Input material
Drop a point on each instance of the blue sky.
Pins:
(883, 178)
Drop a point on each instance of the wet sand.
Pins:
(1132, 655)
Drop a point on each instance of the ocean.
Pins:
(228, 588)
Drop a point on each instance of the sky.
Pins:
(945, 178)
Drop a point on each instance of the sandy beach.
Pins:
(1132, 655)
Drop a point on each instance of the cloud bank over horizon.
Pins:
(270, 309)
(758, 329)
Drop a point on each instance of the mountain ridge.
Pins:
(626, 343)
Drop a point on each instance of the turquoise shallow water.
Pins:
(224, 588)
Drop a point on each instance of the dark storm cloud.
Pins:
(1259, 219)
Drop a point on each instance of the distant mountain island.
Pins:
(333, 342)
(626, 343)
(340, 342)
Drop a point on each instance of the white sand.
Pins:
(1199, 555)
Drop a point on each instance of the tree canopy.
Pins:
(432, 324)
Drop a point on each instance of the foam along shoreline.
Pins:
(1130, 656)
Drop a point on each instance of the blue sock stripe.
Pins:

---

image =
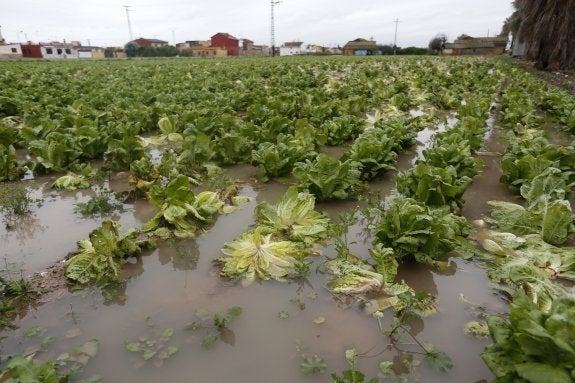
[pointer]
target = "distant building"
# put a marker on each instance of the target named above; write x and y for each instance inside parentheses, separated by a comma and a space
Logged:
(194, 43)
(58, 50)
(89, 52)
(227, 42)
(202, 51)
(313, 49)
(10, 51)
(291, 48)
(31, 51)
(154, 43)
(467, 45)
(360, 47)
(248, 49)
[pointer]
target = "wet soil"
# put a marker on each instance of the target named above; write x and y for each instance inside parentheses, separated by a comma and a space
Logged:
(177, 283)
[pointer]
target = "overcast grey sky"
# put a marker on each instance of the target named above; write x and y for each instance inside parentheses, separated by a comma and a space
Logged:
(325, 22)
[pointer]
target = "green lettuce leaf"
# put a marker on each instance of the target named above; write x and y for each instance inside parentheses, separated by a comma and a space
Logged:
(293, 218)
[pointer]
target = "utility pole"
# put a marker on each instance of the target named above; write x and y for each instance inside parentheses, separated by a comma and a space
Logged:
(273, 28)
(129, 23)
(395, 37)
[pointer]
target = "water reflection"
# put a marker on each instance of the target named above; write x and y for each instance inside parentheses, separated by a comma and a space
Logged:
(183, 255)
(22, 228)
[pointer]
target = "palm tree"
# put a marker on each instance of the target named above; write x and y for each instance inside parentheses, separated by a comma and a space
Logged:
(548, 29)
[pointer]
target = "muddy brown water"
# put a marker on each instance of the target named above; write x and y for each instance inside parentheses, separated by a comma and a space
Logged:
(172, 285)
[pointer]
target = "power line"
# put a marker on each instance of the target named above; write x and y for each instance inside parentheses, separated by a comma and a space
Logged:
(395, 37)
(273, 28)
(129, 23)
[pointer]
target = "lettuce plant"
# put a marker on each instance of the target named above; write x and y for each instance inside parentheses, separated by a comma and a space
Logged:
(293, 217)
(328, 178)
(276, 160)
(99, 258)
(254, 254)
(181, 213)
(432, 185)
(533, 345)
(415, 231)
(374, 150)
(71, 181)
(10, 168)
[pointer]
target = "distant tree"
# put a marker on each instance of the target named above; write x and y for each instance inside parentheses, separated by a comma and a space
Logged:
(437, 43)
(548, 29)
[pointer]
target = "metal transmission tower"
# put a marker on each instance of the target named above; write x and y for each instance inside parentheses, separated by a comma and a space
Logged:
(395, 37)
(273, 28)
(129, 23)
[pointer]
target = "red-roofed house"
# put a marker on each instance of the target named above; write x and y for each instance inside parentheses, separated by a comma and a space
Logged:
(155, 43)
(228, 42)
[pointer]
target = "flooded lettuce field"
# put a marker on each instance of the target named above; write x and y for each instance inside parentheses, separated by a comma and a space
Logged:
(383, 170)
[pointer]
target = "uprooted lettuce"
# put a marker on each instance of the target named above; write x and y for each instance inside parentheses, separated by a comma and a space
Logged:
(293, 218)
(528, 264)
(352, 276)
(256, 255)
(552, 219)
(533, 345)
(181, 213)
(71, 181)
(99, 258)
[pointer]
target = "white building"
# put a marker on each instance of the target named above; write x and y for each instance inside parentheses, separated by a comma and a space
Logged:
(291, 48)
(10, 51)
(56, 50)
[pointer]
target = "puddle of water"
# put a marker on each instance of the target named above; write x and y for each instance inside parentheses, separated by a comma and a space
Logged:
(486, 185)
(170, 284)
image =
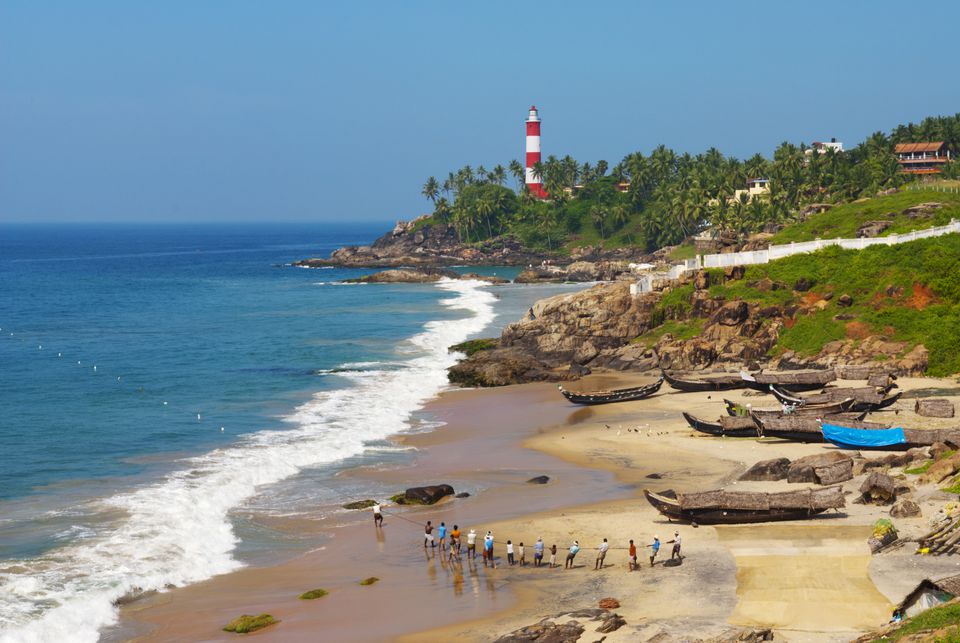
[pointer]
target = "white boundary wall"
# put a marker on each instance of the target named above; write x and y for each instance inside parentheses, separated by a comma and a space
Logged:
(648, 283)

* * *

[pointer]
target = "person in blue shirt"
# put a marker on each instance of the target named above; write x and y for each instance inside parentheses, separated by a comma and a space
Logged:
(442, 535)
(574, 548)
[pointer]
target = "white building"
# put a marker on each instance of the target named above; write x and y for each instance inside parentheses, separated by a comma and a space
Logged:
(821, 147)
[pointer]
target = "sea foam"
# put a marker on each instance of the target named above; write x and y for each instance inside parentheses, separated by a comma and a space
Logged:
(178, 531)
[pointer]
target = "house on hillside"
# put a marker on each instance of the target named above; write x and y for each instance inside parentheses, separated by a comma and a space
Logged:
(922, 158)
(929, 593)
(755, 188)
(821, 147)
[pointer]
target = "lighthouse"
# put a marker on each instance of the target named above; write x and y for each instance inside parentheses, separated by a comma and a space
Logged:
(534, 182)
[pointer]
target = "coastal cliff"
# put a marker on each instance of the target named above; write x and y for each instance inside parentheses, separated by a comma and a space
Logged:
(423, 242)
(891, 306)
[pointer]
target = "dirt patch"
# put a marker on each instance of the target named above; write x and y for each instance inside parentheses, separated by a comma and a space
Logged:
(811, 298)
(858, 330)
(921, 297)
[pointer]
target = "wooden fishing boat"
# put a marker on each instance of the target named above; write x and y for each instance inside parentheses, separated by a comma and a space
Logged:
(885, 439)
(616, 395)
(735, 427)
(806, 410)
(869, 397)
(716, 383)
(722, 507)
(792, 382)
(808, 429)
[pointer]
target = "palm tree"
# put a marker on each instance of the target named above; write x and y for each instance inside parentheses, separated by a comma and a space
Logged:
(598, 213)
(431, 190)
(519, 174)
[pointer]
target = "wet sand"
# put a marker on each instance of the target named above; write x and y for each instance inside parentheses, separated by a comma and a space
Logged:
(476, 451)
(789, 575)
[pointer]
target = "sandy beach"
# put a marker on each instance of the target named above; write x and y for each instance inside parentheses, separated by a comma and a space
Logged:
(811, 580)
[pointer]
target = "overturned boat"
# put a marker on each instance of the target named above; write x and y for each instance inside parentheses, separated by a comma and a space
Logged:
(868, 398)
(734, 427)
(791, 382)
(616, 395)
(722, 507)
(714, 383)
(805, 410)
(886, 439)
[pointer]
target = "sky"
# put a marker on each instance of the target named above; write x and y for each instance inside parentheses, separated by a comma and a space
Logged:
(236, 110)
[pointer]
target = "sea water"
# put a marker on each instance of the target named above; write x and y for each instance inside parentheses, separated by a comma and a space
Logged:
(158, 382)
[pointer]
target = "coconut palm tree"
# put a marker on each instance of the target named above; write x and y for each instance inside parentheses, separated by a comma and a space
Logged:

Problem to work on
Please locate every line in the entries above that contains the word "mountain" and copy each of those lines in full.

Problem solution
Drop a point on each instance of the mountain ridge.
Drop a point on each instance of the distant mountain island.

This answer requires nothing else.